Data provided:

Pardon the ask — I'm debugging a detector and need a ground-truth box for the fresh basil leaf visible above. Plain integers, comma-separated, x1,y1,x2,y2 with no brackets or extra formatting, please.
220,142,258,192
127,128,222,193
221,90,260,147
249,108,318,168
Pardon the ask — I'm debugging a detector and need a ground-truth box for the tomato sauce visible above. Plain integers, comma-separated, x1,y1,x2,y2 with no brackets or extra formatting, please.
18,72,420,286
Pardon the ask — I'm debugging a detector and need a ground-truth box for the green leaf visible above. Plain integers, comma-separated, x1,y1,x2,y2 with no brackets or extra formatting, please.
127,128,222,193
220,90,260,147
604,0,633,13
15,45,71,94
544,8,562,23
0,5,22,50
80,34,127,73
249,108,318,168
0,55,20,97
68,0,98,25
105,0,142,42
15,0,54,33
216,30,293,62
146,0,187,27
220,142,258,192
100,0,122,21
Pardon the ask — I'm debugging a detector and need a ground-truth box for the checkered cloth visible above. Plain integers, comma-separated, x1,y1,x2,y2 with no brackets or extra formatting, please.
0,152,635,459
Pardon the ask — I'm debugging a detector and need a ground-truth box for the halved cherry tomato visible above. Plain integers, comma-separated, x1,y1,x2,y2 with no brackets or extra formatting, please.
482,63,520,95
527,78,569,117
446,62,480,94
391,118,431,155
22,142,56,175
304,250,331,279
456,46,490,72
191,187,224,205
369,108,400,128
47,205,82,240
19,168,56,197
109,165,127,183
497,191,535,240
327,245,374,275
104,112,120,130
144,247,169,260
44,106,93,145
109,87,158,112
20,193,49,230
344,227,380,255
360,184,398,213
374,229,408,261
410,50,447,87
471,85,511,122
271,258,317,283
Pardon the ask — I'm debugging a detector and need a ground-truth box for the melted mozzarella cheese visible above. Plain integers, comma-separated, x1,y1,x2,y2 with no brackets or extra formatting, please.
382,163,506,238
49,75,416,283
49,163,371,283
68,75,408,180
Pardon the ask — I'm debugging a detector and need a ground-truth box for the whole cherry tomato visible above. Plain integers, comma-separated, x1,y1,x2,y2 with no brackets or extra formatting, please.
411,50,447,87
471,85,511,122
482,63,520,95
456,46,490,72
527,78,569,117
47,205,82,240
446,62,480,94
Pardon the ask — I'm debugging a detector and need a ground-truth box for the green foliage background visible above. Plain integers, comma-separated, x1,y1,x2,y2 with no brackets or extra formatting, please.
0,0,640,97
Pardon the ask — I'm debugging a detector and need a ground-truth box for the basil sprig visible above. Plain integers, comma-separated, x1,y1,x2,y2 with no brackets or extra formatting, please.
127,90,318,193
==
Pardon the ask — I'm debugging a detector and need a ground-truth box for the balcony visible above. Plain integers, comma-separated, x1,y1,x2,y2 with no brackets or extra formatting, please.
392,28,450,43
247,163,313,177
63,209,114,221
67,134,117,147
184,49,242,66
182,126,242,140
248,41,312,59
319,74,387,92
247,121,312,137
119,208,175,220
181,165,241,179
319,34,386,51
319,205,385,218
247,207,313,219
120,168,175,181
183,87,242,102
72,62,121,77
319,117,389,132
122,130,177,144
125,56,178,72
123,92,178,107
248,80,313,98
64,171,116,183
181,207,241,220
---
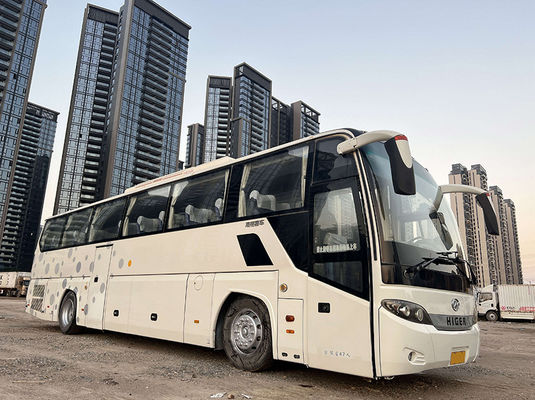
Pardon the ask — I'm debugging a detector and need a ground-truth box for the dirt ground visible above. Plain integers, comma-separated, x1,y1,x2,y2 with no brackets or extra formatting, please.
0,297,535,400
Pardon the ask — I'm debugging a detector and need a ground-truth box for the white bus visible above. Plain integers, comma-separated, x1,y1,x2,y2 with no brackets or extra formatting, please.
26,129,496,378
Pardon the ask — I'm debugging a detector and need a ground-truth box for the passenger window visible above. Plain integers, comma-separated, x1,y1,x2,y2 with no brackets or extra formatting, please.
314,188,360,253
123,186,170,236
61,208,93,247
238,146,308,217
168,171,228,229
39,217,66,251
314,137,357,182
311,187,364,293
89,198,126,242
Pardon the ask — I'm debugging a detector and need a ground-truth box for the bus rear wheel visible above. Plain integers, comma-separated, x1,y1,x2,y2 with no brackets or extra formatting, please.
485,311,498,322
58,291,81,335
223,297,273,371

Aim:
Copy the part of the data that opens with the line containing "for the dirt" and closes with the line containing "223,297,273,371", both of those lines included, reproducing each line without any change.

Complete output:
Pardon the ask — I'm debugging a detector and need a ground-truth box for the dirt ground visible above. Plain integers, comma-separated, x1,y1,x2,y2 with no brackets or extra formatting, please.
0,297,535,400
Pardon the ask — I'm debugging a detector and need a ground-truth box for the white bus visible above. Plain integers, comma-separated, x1,y1,x2,y2 with no brackets or extra formatting, please.
26,129,496,378
Pardon the ask — I'm debugging a detector and need a ground-truth box for the passenger window visible above. Plain integers, comma-separated, x1,y1,x2,y2 with no brackets or extra formatting, please.
314,188,360,253
123,186,170,236
61,208,93,247
238,146,308,217
168,171,228,229
39,217,66,251
314,137,357,182
311,187,364,293
89,198,126,242
Pardon the ask — I'm debugging a detector and need a ground-truth box for the bus rear wheel visible above. Plain integers, comma-separated, x1,y1,x2,y2 with no brackets or extra formatting, please.
485,311,498,322
58,291,81,335
223,297,273,371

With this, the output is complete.